Opdrachten:
1. Leg in één tot drie zinnen uit waardoor Epouto volgens de tekst over Epouto veel bezoekers trok.
2. Breid de tekst over Epouto uit met een vervolg dat aansluit op de laatste getoonde zin.

Document:
==========
Dat kwam vooral door de Zusters van het Derde Orde Apostolaat, die er sinds
2 september 1952 werkzaam waren. Zij toonden een grote inzet en hartelijkheid
in primitieve omstandigheden. Het was vooral aan hen te danken dat
Epouto veel bezoekers trok. Het was de zoete inval niet alleen voor alle missionarissen
rond de Meren, maar ook voor allerlei buitenlanders en binnenlanders
die naar de Wisselmeren gingen.”
Hij sprak en trok met Kammerer, de grote trekker, die vele tochten had gemaakt
en ook al eens dood was gewaand. (Jan van Eechoud, Woudloper Gods. Amsterdam 1954.)
==========
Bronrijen
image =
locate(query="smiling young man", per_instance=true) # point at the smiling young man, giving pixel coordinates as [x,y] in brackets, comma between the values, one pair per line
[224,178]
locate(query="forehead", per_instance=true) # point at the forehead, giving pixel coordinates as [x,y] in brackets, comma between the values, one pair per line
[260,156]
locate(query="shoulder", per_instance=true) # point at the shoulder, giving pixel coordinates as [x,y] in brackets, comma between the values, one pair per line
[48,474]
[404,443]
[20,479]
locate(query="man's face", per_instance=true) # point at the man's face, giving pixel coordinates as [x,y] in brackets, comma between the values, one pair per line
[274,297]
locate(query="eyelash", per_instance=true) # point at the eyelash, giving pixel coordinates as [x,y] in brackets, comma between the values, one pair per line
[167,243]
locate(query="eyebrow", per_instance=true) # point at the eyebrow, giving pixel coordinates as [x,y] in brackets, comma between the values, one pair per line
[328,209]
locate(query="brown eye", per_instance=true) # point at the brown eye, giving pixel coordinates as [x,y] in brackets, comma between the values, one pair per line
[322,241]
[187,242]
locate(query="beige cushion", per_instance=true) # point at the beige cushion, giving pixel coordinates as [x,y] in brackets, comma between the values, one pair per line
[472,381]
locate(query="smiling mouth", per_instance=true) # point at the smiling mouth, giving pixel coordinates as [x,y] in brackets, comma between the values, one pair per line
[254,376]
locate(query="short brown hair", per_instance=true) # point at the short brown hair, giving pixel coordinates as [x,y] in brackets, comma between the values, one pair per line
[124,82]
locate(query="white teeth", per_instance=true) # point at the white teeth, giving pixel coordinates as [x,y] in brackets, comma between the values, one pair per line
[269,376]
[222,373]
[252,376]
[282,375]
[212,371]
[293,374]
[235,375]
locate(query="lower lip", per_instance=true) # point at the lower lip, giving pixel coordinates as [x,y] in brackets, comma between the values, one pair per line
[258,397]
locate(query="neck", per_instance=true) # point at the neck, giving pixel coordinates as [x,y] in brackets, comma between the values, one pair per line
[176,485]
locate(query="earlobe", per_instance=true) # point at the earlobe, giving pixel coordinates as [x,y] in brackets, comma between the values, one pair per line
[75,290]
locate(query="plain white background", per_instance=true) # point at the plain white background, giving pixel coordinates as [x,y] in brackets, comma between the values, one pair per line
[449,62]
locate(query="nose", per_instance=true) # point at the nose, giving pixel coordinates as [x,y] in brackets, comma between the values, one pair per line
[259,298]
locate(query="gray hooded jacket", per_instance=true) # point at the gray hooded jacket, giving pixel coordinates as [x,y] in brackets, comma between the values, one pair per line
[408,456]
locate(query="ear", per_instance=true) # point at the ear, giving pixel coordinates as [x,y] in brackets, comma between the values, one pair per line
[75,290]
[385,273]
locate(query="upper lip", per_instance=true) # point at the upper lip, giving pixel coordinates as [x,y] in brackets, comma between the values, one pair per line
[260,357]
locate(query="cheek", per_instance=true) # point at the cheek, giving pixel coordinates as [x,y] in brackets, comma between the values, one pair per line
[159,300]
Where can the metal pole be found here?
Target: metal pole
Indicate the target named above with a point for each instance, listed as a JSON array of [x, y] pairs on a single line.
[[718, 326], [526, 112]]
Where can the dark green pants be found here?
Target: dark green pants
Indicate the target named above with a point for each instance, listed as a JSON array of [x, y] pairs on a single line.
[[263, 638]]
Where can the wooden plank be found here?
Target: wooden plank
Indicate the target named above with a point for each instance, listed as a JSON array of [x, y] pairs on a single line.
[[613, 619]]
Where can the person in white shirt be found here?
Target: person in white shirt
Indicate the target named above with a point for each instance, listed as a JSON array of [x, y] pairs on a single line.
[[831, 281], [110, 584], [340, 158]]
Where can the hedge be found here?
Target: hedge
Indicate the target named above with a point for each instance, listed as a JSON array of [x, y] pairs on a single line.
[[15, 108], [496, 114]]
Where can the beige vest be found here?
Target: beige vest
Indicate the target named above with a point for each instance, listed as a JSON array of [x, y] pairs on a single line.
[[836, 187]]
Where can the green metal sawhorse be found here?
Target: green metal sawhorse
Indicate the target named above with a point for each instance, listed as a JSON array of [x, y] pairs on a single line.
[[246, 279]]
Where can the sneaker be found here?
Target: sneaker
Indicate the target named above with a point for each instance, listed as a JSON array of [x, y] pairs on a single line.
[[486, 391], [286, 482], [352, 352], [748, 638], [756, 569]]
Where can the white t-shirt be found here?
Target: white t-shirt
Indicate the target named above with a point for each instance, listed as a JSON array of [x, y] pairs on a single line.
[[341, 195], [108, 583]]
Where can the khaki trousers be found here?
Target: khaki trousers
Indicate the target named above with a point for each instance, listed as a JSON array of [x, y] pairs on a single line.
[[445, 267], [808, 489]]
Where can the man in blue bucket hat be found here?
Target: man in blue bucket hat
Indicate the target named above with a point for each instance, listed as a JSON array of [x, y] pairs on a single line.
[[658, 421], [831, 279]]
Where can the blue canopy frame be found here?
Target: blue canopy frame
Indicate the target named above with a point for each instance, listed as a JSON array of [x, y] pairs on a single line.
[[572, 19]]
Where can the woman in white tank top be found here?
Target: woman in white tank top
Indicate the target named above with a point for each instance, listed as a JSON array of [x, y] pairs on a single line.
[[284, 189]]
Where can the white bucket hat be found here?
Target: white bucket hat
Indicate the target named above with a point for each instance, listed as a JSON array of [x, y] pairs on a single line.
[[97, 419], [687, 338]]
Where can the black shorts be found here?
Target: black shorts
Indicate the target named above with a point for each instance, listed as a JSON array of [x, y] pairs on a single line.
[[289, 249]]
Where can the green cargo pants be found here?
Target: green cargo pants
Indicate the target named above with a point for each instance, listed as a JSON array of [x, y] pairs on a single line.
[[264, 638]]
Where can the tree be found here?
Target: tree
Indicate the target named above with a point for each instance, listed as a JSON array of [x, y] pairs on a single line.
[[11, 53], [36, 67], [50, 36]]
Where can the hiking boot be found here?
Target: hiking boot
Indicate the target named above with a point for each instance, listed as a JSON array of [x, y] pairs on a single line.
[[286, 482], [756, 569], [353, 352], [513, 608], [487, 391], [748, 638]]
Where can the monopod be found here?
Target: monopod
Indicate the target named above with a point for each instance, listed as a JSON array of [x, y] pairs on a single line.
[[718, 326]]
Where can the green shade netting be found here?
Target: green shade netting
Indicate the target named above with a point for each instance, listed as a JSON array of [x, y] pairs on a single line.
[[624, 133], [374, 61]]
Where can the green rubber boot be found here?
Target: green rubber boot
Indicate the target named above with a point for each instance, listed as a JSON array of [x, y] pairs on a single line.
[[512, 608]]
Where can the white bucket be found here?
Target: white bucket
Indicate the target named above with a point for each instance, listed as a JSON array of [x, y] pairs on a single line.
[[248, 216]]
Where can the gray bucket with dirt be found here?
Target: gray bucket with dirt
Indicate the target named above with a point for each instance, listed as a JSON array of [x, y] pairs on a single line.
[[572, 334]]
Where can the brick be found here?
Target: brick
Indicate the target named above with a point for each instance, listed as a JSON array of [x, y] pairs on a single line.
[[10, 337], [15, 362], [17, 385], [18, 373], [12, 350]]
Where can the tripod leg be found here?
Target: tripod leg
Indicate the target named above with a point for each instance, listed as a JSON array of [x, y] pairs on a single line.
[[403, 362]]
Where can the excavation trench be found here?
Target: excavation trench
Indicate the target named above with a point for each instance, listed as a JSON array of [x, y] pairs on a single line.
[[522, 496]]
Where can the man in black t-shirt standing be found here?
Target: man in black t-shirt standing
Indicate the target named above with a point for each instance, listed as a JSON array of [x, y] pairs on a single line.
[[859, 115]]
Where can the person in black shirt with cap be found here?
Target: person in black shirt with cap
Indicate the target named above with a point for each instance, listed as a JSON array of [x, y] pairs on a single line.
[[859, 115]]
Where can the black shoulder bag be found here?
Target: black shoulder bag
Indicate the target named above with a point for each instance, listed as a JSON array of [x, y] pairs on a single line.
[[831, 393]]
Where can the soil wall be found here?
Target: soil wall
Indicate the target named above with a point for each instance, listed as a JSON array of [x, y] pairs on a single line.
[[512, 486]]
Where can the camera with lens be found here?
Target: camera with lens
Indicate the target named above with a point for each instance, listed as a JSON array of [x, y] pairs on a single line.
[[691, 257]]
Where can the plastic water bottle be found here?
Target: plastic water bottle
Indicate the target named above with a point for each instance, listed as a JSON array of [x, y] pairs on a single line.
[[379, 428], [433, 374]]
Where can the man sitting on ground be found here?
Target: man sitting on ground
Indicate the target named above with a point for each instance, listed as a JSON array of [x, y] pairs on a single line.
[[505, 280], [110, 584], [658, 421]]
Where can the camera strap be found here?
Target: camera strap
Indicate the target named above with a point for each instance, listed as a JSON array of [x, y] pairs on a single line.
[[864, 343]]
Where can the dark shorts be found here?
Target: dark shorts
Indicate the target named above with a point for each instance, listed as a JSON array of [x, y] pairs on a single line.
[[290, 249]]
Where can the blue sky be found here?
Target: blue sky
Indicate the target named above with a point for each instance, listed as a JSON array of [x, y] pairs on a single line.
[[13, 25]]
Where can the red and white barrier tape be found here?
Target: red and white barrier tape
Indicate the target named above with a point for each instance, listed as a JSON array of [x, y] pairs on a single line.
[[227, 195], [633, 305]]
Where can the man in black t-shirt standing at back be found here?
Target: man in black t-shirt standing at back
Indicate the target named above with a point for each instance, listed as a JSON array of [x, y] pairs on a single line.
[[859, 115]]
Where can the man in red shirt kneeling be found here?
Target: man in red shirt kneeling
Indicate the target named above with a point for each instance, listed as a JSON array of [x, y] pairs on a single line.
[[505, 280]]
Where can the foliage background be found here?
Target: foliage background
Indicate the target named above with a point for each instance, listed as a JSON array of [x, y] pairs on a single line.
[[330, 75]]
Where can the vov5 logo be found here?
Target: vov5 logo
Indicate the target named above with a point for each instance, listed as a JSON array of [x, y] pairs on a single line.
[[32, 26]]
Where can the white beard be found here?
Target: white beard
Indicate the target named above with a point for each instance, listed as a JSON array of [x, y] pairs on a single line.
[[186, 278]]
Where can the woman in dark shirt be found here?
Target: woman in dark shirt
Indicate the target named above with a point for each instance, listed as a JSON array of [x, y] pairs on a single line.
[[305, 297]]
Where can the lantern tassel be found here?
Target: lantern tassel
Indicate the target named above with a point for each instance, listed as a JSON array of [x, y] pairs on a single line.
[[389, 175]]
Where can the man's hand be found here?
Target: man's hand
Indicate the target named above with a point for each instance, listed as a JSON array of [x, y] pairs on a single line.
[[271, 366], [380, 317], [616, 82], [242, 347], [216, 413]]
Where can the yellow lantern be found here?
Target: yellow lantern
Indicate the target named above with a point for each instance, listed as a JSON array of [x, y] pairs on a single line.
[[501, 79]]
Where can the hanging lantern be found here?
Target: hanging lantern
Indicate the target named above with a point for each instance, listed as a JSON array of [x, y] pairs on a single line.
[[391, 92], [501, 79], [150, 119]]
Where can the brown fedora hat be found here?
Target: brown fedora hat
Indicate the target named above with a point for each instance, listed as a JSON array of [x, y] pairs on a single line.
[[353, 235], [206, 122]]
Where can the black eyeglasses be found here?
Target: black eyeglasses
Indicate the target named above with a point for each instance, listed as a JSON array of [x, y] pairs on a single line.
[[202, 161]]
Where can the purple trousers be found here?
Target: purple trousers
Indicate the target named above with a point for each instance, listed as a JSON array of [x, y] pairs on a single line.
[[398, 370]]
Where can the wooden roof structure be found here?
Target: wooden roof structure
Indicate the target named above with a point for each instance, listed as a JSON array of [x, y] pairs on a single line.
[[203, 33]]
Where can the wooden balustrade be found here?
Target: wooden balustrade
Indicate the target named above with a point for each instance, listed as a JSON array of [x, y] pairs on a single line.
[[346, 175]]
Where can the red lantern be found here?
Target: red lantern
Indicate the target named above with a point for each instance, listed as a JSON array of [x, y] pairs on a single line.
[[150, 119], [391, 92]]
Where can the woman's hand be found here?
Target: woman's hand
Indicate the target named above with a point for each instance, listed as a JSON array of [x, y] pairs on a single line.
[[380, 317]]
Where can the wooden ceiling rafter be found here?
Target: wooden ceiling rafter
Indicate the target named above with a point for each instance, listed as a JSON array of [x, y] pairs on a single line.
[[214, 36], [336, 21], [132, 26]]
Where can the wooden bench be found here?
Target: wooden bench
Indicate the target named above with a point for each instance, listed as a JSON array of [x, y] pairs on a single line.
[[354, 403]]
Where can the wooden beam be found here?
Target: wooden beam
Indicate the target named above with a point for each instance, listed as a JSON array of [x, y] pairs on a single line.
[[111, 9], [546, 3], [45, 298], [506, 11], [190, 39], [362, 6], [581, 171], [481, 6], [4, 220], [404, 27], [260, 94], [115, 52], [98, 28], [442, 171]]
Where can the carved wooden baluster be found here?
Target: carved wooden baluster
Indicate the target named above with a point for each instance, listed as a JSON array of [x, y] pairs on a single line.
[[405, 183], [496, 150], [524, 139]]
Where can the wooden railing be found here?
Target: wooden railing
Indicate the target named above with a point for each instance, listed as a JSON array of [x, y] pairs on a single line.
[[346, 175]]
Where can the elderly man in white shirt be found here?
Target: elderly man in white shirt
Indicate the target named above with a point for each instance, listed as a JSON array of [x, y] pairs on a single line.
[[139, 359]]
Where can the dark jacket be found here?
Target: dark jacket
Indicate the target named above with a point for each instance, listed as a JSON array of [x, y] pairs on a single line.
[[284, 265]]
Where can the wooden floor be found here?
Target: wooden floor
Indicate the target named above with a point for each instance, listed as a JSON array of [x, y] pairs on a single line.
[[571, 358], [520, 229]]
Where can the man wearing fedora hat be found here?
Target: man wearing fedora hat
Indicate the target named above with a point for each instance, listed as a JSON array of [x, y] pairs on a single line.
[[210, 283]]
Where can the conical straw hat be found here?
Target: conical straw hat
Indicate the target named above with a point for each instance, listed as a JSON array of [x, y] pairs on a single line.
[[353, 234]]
==========
Antwoorden:
1. Vooral dankzij de Zusters van het Derde Orde Apostolaat, die er sinds 2 september 1952 werkzaam waren. Zij toonden in primitieve omstandigheden een grote inzet en hartelijkheid, en het was vooral aan hen te danken dat Epouto veel bezoekers trok.

2.
Bij zijn afscheid van de Wisselmeren
schreef hij: “Aantrekkelijk gebied. Weinig eensgezindheid. Laten we niet
vergeten dat de beginjaren geweldig moeilijk zijn geweest, waarmee niet gezegd
is dat die moeilijkheden nu voorbij waren. Peul (Pelinus Steltenpool),
Leo Boersma, Misael Kammerer zijn daar in het stenen tijdperk begonnen
zonder zo heel veel meer dan de bevolking. Ze hebben eerst maandenlang in
een tent gewoond. Intussen hout aanslepen, kappen voor een huis, een schoolgelegenheid
die tevens kerkgebouw zou moeten zijn, en onderdak voor catechist
of onderwijzer. Zelf bouwen, zelf ook vaak voor de school staan, weinig
middelen. En alles wat van elders moest komen, moest via Biak ingevlogen
worden per Catalinavliegtuig. Die opvoer was gerantsoeneerd, want ook de
bestuursambtenaren moesten bevoorraad worden en de opvoerkosten waren
hoog. Er kwam altijd wel iemand tekort en meestal iedereen. Dat wreekt zich
op de verhoudingen tussen mensen.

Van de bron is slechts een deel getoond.